◆ Exercise requirements
Taking the line with "of the wall" as the start, reproduce every line until the records end, exactly and with nothing added.

[Data for this exercise Boundary: Start]

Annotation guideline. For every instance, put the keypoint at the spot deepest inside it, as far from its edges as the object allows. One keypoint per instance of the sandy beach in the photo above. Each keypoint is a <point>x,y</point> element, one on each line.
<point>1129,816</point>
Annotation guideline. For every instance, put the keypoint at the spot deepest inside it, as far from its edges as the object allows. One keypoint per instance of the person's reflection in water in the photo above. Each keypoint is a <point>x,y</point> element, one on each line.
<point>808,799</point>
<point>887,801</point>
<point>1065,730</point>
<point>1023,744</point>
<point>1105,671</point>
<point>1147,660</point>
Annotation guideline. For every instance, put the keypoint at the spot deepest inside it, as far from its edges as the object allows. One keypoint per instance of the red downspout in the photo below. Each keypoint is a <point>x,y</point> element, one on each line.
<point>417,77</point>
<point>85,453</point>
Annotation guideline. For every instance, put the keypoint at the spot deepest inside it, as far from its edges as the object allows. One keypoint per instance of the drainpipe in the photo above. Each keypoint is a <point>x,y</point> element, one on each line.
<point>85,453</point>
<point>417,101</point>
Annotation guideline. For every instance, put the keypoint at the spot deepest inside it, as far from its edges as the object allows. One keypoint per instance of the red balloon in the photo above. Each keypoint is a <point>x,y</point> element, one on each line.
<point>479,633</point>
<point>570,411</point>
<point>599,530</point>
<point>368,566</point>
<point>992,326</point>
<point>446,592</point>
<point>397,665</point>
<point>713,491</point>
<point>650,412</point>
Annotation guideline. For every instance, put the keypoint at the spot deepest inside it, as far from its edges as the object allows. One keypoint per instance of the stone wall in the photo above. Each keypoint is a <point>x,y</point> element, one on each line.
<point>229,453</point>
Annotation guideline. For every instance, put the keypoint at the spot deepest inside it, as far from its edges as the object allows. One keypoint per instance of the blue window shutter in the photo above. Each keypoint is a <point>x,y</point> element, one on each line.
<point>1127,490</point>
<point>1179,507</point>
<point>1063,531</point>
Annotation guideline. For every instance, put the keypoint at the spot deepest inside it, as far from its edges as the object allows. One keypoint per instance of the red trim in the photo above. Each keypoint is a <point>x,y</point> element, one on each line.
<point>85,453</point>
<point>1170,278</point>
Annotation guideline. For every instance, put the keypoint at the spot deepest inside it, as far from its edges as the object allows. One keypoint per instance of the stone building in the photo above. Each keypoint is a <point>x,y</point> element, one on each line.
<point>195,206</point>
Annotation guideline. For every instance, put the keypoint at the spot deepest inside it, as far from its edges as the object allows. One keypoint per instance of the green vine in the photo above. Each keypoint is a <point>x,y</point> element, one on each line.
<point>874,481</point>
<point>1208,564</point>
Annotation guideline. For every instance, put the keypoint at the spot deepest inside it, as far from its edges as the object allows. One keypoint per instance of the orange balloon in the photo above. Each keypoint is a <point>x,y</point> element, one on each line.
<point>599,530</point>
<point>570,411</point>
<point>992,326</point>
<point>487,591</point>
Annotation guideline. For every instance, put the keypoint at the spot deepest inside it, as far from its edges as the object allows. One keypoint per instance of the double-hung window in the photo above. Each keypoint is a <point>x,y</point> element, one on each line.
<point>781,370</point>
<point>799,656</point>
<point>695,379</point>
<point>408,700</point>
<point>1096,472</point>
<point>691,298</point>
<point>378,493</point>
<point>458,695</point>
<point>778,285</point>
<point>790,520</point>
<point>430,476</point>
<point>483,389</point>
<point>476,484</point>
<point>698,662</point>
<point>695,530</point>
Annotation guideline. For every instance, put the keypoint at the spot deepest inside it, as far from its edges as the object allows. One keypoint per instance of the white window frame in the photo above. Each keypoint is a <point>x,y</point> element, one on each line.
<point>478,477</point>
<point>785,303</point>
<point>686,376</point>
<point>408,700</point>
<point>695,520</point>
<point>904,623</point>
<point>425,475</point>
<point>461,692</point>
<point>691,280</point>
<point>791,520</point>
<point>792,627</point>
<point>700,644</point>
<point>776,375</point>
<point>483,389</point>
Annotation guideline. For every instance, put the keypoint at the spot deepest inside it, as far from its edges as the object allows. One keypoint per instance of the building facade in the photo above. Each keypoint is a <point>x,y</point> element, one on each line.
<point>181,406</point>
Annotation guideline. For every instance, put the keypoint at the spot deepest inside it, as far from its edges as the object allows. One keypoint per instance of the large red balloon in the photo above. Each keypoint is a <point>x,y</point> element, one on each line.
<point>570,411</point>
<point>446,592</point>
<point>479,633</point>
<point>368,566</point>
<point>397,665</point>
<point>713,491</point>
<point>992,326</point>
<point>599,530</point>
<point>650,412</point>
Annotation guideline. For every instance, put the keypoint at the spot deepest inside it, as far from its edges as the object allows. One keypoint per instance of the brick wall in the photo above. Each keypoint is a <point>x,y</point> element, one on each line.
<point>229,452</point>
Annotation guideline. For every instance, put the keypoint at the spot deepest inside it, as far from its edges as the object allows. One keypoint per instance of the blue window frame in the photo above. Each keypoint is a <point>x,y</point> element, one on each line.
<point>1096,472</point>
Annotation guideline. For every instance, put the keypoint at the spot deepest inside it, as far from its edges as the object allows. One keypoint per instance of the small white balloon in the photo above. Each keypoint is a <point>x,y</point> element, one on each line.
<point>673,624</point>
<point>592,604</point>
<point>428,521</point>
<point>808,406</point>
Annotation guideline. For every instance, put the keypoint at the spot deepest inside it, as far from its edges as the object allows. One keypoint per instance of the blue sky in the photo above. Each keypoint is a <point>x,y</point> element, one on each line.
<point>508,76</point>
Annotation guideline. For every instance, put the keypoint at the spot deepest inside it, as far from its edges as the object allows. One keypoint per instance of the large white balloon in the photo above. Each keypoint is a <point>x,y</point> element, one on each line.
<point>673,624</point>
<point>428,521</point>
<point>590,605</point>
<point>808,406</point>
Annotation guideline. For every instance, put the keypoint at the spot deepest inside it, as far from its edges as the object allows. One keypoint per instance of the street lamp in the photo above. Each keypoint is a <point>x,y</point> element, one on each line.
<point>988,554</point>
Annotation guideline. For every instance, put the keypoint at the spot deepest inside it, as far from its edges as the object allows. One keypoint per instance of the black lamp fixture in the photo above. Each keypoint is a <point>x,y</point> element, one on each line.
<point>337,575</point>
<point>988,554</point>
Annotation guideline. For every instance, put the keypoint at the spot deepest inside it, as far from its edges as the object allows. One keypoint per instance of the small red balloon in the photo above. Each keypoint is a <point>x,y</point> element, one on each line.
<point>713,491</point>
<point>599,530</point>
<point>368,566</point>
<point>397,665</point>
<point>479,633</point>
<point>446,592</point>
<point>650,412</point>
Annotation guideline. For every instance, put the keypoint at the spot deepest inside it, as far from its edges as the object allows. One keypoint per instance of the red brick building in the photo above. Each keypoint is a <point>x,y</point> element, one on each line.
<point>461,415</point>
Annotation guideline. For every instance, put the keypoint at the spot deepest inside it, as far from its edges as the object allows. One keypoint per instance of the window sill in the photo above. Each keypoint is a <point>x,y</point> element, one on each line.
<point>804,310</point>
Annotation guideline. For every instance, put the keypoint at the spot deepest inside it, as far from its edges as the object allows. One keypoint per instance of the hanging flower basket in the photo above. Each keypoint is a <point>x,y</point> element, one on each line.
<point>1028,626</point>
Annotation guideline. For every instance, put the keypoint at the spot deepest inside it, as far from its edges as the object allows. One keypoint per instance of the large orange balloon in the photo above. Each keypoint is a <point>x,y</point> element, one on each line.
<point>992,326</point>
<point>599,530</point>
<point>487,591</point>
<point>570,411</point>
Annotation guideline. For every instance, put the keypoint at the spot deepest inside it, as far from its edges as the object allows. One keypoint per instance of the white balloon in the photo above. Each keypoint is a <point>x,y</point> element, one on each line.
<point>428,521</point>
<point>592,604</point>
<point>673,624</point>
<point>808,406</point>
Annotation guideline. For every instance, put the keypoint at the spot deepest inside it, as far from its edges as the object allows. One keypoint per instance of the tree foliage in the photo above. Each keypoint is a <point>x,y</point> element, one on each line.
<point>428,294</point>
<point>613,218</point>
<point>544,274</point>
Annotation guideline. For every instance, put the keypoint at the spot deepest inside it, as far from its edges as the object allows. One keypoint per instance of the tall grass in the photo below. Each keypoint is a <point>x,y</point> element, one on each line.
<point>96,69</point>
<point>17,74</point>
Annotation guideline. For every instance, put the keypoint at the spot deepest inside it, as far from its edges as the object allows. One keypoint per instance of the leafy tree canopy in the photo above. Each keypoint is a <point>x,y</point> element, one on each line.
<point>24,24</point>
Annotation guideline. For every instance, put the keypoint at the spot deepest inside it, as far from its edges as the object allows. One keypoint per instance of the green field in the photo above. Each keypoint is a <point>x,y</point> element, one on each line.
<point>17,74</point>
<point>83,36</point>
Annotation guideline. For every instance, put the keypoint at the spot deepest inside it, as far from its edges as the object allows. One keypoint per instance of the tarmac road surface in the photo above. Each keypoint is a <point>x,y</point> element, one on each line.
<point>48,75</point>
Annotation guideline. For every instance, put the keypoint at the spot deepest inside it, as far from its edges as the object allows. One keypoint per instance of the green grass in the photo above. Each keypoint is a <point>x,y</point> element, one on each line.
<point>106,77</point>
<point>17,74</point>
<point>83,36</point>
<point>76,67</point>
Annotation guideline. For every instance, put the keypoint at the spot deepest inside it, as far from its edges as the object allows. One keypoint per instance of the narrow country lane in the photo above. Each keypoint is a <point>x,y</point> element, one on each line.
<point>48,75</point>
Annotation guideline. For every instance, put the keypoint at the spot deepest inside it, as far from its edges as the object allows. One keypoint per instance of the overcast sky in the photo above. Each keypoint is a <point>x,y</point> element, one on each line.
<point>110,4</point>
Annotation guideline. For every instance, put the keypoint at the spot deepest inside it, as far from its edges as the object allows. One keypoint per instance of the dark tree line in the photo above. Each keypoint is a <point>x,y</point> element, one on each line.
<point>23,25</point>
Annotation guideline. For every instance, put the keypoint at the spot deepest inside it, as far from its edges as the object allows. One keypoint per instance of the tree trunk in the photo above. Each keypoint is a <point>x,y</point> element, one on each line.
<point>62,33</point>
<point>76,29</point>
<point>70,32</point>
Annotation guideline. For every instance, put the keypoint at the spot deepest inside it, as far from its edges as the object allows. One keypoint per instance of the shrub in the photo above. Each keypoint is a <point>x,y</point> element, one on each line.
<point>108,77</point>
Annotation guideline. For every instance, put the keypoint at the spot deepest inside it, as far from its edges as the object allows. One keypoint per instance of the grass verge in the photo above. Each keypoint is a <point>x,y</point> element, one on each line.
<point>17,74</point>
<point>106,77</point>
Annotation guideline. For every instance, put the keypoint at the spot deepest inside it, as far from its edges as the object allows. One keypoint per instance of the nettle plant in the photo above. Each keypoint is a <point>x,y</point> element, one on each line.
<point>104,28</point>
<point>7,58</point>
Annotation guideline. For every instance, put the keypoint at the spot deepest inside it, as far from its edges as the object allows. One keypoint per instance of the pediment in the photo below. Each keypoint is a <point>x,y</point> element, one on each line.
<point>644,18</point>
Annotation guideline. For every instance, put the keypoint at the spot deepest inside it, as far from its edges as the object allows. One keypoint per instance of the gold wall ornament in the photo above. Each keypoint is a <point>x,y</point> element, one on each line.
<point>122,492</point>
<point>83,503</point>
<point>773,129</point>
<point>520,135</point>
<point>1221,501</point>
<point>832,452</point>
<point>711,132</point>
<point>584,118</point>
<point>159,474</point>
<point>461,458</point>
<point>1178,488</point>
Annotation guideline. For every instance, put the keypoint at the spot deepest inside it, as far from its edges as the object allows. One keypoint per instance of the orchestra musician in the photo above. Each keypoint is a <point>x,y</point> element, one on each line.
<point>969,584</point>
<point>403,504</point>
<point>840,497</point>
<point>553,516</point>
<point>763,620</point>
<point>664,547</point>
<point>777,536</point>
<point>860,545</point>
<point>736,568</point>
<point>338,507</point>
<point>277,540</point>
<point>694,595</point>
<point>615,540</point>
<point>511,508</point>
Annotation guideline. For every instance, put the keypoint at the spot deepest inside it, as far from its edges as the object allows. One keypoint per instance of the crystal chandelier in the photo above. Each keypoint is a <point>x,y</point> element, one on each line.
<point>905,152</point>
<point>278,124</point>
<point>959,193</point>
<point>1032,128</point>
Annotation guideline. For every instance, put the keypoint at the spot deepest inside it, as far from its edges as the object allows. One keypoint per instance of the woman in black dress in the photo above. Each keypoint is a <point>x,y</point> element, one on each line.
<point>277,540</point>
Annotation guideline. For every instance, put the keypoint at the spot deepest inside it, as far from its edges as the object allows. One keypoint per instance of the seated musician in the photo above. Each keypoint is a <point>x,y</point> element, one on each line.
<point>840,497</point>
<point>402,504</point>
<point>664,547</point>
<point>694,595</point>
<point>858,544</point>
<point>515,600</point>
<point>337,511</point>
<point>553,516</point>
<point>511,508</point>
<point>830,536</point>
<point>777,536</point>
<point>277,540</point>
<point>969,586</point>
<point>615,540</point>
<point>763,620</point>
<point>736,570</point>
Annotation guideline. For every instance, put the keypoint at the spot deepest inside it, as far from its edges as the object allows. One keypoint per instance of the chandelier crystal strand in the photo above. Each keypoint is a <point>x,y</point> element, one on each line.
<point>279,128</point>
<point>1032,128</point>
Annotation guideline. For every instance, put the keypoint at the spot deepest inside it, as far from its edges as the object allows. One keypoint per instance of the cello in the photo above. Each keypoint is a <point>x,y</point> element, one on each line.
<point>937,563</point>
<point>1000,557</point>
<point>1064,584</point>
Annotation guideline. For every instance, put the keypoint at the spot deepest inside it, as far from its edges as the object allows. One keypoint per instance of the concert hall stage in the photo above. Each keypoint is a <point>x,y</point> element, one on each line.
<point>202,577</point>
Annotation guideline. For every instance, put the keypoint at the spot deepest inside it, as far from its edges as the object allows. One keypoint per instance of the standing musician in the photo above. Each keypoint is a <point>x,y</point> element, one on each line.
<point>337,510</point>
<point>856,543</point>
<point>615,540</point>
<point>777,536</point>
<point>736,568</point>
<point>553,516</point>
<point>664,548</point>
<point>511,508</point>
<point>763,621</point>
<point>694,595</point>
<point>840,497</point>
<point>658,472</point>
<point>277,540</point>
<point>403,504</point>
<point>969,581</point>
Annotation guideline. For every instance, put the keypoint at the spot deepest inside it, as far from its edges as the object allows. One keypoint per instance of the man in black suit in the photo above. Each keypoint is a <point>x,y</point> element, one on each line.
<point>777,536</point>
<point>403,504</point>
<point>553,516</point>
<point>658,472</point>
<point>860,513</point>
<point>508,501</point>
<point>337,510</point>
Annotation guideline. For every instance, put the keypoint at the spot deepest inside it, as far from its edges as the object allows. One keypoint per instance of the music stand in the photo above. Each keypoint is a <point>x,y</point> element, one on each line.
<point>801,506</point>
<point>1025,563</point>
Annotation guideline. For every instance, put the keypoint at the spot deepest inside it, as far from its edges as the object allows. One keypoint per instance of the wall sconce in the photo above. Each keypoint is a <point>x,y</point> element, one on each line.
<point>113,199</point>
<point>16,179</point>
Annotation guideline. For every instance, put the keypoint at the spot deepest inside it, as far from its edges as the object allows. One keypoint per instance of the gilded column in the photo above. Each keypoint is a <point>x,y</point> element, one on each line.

[Data for this exercise Boundary: End]

◆ Problem solution
Annotation guideline. For every instance, put the keypoint at the spot deepest inside it, as far from its edges as the object allows. One keypoint per instance of the wall sconce in the photo above. Each keypoint is a <point>x,y</point> element, one on each line.
<point>113,199</point>
<point>16,179</point>
Annotation guideline. For every instance, put the keypoint at the spot deepest inside it, as far from its edges as the object allows. One keypoint per instance of the gilded column in the photo above. Each keypoint is a <point>x,y</point> element, one on each line.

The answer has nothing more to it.